• **EXERCISE DESCRIPTION**
Retype the line in which "Question. Place a dot on every instance of the white sock" appears, then every line after it until the records end. Leave out the pictures.

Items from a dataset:
-----
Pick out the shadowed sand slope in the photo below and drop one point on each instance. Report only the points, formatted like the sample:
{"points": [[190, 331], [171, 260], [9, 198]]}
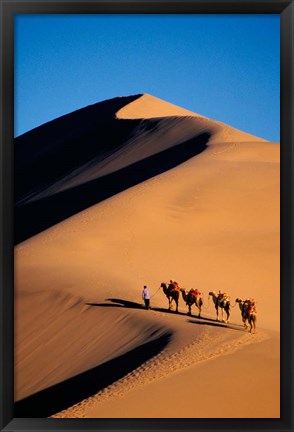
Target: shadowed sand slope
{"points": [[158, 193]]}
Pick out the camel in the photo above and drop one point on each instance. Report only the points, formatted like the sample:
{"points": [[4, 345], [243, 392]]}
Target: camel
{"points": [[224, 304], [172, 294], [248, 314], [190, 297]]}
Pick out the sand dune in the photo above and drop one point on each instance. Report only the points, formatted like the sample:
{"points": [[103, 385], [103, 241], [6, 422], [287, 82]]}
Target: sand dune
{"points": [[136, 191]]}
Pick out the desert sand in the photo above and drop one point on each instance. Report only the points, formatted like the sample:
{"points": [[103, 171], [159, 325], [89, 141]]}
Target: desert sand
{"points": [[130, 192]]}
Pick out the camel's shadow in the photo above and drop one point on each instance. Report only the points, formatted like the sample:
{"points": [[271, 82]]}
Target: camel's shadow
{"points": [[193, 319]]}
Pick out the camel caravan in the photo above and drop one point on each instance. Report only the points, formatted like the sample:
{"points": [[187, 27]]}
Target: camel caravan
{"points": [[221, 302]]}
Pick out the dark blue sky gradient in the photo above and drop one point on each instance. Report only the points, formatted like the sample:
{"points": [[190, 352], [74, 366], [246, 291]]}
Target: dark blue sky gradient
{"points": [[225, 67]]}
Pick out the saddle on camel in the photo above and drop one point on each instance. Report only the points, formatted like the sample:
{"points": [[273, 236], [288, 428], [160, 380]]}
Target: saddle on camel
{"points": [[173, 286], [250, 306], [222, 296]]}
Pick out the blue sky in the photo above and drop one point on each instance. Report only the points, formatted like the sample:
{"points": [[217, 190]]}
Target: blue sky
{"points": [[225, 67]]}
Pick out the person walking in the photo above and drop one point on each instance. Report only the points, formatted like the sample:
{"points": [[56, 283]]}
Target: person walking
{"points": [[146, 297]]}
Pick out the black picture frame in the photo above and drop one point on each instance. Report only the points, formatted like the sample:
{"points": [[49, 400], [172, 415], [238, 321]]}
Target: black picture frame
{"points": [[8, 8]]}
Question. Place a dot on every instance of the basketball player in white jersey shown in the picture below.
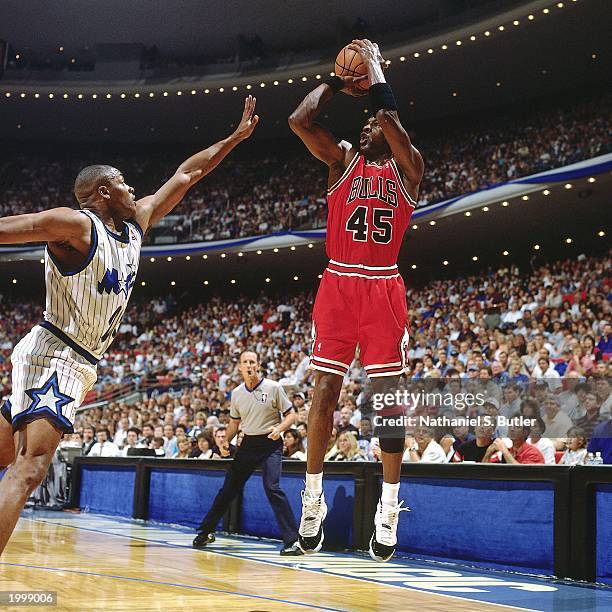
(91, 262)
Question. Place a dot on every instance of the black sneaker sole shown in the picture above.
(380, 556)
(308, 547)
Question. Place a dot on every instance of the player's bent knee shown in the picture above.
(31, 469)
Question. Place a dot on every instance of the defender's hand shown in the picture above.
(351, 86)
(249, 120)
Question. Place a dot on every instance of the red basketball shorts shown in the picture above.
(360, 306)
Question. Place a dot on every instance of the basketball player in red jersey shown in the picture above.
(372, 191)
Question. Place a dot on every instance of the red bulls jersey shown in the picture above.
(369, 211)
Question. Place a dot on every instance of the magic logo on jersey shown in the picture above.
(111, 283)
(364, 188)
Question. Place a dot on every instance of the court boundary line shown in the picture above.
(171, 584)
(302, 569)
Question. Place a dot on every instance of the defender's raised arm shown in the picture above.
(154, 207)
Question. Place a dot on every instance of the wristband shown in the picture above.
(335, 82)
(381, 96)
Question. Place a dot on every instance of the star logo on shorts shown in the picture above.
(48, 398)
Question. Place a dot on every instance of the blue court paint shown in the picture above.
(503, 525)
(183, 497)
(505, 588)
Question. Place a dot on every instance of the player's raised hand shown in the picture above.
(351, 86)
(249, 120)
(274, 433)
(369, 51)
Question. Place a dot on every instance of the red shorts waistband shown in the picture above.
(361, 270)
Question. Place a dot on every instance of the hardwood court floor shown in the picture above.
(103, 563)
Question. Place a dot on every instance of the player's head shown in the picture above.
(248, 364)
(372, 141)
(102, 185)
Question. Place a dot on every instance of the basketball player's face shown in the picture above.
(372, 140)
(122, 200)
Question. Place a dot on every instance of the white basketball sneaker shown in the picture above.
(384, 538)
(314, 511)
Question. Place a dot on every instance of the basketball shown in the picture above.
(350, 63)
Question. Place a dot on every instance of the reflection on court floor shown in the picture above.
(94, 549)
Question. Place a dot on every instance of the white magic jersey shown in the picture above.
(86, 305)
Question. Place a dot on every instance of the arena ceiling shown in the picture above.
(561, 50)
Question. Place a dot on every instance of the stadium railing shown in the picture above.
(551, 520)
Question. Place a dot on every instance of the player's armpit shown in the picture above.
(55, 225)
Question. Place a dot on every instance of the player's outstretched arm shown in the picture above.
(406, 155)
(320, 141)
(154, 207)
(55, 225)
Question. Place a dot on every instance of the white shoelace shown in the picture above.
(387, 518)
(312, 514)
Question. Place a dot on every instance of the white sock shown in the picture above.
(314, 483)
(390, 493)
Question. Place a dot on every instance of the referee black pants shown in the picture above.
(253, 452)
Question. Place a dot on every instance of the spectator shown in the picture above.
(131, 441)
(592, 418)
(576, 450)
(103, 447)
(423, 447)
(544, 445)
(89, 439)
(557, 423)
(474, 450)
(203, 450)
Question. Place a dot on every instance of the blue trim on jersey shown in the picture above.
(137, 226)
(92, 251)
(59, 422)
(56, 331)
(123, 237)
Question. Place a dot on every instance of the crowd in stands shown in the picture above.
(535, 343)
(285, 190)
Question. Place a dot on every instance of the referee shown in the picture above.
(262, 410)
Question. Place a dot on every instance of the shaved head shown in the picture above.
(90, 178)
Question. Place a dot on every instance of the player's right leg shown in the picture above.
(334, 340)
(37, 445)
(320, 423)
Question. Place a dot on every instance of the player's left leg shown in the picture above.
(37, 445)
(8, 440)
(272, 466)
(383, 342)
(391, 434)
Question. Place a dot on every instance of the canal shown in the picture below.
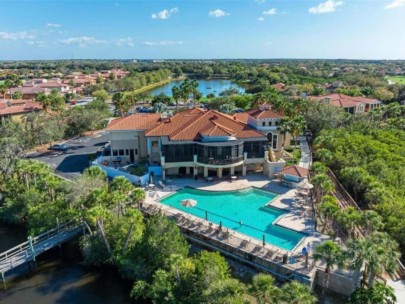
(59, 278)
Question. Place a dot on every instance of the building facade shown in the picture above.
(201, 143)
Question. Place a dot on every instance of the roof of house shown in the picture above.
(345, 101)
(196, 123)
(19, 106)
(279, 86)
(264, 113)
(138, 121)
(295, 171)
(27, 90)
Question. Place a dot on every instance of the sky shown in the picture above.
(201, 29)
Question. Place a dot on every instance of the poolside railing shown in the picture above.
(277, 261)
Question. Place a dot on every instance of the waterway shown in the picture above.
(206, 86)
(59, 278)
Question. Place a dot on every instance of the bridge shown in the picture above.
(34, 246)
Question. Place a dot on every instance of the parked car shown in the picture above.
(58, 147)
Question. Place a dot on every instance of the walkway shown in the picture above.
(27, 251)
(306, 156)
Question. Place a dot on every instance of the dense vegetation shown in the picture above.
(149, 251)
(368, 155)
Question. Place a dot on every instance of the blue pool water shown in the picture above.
-----
• **EXPECTED ANSWER**
Question. Place a dot on every instance of the white sock shown in the picture above.
(314, 483)
(390, 493)
Question. Place a dot on every instance of the referee black pants shown in the picture above.
(253, 452)
Question. Place a dot on every instance of the spectator shown in the picture above.
(131, 441)
(592, 418)
(576, 450)
(103, 447)
(423, 447)
(544, 445)
(89, 439)
(557, 423)
(474, 450)
(203, 450)
Question. Place a dot on every instance of the blue trim on jersey shown in the picture above.
(137, 226)
(92, 251)
(59, 422)
(56, 331)
(123, 237)
Question. Place a dot on every instance of the crowd in stands shown in the picture above.
(535, 343)
(285, 190)
Question. Place a dot on every instance of the referee shown in the picture above.
(262, 410)
Question. Place a dot on every instance of the shaved head shown in the picture above.
(90, 178)
Question. Place a dot on every instance of the player's right leg shown in the picture above.
(334, 340)
(37, 445)
(320, 423)
Question. Place a dot on every instance of the player's left leg shown in the picture above.
(37, 445)
(8, 440)
(272, 466)
(383, 342)
(391, 434)
Question. Place a dot on every instance of the canal shown in the picture below.
(59, 278)
Question. Place a dot on every instance of the building facade shown in the picture above.
(201, 143)
Question. Place a dot on every instance of the roof of house shown in the picture above.
(345, 101)
(196, 123)
(19, 106)
(279, 86)
(264, 113)
(138, 121)
(295, 171)
(27, 90)
Question. Place a dot on every instance of the sky shown in the picture above.
(201, 29)
Question. Place a dot on every instance of the poolside railing shown in the picture above.
(277, 261)
Question. Place a dot on every instance of the waterway shown in the picture above.
(206, 86)
(59, 278)
Question. Place a dot on every instance of the bridge shown in the picture above.
(34, 246)
Question. Place a dot on every instance of the parked car shown in the picture above.
(58, 147)
Question. Place a dot on every instance of the walkway shown in the picture above.
(27, 251)
(306, 156)
Question. Place a dot on every instance of the dense vegetation shown in the picture above.
(149, 251)
(368, 155)
Question. Place a dot on every instance of the blue pool water shown in the picture above.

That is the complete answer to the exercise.